### Ordem de serviço A
Reescreva em forma de lista o parágrafo da matéria sobre o fornecedor de Mounjaro que começa com "A reportagem obteve o contato do fornecedor", mantendo os fatos principais.
### Ordem de serviço B
De acordo com a matéria sobre o fornecedor de Mounjaro, quantos anos tem o homem que recebia os pagamentos feitos no São Paulo?

SÃO PAULO, SP (UOL/FOLHAPRESS) - O fornecedor do medicamento Mounjaro indicado pelo médico Eduardo Rauen, do São Paulo, a atletas do próprio clube é uma pessoa física sem autorização da Anvisa para comercializá-lo. A reportagem localizou o fornecedor, simulou uma compra e encontrou vários indícios de contrabando ou descaminho.
A reportagem obteve o contato do fornecedor, múltiplas confirmações da indicação aos jogadores e entrou em contato. Cotou o medicamento e recebeu o preço: R$ 5.599 no Pix, muito superior ao preço encontrado nas farmácias. O remédio era importado, o que não é permitido pela Anvisa.
A reportagem chegou a realizar uma encomenda e ouviu que o motoboy estaria aguardando: em nenhum momento houve pedido ou qualquer menção a receita médica. A entrega seria imediata.
Ao longo da conversa, o vendedor chegou a dizer que fornecia o medicamento também a diretores do São Paulo e a filha de um diretor.
Quando foi avisado de que, na verdade, conversava com um jornalista, mudou o discurso, passando a dizer que as informações dadas até então eram falsas e que sabia desde o início que estava sendo vítima de armação.
Alegou que não comercializava o Mounjaro e apenas tinha trazido algumas canetas do exterior como favor a um amigo.
Diante da nova versão, a reportagem investigou e conseguiu localizar o receptor dos pagamentos feitos no São Paulo. Embora tenha sido apresentado aos atletas com o nome "Allan Mounjaro", o receptor é um homem de 51 anos chamado Altemir Bernardes.
Mensagens enviadas por Bernardes a atletas falavam em "promoção" e "últimas unidades". Ele tinha até um vídeo promocional com dosagens e tempo de duração das canetas.
Questionada sobre a autorização de Bernardes para comercialização do Mounjaro importado, a Anvisa respondeu que "qualquer forma de comércio de medicamentos por pessoas físicas está irregular. No Brasil, medicamentos só podem ser vendidos em farmácias ou drogarias regularizadas na vigilância sanitária. Portanto, qualquer medicamento comprado fora de farmácia está irregular e não possui garantias de qualidade, composição e condições de conservação".
Procurado pela reportagem, Rauen enviou um comunicado. "Minha atuação se limita à avaliação clínica, diagnóstico e tratamento. Já me manifestei publicamente acerca do medicamento Mounjaro, com o objetivo de informar e esclarecer a situação clínica e a natureza estritamente médica da indicação. Demais informações de cunho médico somente podem ser prestadas dentro dos limites éticos e legais, respeitando o dever de sigilo profissional."
Já o São Paulo não tinha conhecimento da origem do medicamento e abriu uma apuração interna.
O clube do Morumbi rescindiu a parceria com o médico neste terça-feira -ela incluía todo o departamento do Tecfut, no CT da Barra Funda, com equipamentos e uma equipe de outros profissionais de comparecimento semanal.

### Itens extraídos

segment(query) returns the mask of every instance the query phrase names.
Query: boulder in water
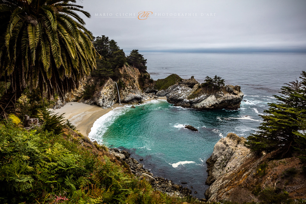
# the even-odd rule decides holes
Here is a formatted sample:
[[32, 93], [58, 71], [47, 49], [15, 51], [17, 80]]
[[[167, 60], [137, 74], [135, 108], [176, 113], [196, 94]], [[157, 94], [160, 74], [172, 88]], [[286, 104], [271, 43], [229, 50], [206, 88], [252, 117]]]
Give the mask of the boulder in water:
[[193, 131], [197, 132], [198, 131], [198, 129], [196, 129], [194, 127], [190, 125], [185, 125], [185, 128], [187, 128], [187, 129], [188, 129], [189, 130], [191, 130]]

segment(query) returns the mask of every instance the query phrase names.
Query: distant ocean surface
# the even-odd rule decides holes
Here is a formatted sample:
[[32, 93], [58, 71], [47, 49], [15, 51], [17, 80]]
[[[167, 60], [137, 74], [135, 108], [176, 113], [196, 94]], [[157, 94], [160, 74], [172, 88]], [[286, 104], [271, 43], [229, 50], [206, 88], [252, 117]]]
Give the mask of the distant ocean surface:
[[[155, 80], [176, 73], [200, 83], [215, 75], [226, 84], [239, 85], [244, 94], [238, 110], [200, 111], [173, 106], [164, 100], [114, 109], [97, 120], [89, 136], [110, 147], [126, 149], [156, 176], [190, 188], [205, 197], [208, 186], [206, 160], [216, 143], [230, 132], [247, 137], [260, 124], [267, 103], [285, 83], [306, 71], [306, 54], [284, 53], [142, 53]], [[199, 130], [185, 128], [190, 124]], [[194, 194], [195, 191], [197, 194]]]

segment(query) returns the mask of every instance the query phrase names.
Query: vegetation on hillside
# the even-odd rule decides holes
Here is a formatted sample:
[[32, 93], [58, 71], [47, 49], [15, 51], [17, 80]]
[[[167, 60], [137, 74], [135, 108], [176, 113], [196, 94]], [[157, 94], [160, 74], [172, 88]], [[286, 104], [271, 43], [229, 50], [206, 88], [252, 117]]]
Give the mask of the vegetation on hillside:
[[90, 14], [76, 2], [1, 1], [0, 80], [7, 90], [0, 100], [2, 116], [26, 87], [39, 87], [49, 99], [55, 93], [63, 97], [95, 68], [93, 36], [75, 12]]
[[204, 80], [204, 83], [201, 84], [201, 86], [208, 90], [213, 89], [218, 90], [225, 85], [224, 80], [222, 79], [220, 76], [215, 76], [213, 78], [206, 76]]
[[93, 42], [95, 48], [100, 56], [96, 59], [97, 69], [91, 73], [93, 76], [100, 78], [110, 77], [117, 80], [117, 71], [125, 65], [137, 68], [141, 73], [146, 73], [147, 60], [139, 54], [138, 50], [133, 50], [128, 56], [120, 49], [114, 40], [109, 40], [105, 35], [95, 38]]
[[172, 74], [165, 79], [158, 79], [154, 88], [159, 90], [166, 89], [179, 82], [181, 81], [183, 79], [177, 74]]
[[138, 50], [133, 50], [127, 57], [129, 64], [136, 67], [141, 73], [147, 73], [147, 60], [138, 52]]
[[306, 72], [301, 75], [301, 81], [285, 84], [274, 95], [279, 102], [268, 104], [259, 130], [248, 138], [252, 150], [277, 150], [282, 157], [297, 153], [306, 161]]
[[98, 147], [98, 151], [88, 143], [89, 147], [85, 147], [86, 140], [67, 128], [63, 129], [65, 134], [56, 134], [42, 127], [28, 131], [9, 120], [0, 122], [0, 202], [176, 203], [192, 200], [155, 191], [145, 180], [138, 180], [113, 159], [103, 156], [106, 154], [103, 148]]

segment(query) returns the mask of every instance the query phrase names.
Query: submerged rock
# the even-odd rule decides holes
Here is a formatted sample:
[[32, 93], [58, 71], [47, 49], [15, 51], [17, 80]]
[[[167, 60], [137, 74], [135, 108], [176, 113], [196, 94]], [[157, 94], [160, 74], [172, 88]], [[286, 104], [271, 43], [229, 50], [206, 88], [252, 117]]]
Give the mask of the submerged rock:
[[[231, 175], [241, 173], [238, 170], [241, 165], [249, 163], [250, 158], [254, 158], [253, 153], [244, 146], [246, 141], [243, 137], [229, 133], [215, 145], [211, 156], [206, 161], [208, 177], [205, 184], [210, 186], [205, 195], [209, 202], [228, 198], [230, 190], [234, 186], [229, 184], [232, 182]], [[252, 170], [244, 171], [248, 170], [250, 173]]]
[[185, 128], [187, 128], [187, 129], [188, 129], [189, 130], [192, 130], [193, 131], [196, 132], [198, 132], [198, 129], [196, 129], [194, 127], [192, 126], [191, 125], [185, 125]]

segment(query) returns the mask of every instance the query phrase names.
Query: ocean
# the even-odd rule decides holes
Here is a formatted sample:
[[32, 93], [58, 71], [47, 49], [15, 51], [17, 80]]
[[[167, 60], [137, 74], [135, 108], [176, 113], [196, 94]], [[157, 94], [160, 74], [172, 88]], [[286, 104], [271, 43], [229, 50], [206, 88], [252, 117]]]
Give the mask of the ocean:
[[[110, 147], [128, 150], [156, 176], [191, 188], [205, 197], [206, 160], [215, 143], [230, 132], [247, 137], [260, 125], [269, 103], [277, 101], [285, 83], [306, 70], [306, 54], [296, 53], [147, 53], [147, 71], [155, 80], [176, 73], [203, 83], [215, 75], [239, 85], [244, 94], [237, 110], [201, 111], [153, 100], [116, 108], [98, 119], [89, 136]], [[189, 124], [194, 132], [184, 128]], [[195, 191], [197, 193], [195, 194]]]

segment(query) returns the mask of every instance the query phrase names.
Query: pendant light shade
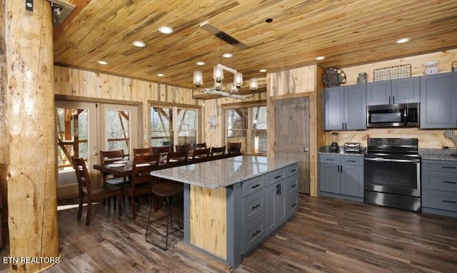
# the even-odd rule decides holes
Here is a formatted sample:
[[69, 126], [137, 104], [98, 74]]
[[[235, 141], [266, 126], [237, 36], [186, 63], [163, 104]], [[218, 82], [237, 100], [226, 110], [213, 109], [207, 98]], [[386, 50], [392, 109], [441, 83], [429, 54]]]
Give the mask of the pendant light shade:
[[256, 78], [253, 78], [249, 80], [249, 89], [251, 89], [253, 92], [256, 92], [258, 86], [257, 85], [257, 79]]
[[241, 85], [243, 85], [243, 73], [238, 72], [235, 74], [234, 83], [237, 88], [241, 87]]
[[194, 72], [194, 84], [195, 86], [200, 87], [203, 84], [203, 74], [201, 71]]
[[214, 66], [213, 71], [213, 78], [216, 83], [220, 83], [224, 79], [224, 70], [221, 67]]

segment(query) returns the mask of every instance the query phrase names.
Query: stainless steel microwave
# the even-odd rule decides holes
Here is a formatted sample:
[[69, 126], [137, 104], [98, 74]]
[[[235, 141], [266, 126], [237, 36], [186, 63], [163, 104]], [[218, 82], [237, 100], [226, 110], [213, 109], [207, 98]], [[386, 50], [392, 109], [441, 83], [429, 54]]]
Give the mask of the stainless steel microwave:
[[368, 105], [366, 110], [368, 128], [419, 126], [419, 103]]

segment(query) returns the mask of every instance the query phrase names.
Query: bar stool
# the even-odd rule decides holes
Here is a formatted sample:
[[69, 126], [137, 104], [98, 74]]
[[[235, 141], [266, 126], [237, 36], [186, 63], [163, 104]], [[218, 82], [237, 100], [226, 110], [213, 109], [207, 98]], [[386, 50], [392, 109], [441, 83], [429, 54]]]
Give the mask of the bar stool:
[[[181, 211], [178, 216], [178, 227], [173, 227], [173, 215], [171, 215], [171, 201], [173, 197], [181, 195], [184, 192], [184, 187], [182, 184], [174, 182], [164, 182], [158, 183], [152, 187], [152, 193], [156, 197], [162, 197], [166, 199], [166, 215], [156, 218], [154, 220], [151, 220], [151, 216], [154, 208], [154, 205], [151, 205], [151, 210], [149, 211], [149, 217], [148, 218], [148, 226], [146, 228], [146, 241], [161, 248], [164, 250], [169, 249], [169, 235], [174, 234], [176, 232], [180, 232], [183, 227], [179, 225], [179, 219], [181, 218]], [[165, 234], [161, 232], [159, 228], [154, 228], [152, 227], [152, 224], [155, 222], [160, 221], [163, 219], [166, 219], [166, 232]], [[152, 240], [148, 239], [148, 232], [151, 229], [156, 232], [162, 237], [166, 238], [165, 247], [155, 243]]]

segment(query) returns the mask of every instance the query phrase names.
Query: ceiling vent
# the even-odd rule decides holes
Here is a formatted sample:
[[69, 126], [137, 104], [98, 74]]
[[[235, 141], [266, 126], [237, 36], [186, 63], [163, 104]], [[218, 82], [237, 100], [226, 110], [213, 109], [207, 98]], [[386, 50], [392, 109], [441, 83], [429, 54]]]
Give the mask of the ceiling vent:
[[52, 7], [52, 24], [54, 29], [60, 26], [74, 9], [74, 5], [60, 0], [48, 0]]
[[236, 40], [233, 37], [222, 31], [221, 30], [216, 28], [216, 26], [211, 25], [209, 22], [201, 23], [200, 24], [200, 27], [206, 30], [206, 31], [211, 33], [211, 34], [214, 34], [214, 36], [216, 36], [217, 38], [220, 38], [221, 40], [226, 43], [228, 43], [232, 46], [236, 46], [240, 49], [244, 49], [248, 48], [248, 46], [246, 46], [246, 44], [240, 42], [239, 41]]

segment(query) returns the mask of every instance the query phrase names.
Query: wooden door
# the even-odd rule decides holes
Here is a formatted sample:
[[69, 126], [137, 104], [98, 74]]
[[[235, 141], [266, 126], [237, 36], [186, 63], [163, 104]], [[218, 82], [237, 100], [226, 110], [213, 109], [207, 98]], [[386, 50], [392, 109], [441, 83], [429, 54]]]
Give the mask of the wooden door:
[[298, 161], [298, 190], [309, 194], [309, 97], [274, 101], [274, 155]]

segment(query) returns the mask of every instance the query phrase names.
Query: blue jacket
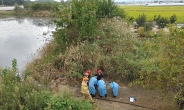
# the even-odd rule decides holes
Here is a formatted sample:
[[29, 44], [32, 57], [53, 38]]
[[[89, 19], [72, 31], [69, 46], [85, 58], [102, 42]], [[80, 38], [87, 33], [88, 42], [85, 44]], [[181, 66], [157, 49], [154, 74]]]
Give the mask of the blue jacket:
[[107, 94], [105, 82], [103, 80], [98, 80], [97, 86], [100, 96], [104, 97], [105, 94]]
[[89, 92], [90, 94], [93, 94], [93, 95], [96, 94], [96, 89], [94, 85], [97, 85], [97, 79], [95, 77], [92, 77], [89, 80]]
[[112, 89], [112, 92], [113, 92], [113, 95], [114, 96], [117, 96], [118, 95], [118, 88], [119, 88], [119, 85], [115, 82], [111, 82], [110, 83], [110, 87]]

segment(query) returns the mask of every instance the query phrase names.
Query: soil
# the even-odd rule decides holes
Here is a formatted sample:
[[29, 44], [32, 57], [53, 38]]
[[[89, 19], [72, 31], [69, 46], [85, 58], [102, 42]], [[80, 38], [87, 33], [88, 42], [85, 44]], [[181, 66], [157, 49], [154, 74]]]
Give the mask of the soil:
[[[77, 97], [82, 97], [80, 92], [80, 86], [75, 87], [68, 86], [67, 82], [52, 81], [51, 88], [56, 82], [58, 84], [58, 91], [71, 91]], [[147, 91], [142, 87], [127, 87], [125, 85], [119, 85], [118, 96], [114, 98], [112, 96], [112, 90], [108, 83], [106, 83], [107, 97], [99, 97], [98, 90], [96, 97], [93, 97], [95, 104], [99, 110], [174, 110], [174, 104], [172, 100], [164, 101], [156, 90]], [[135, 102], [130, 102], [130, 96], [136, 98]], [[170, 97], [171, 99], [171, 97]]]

### Área de resposta A
- A reportagem obteve o contato do fornecedor e várias confirmações de que ele foi indicado aos jogadores.
- Cotou o medicamento e recebeu o preço de R$ 5.599 no Pix, bem acima do valor cobrado nas farmácias.
- O remédio era importado, o que a Anvisa não permite.

### Área de resposta B
Ele tem 51 anos.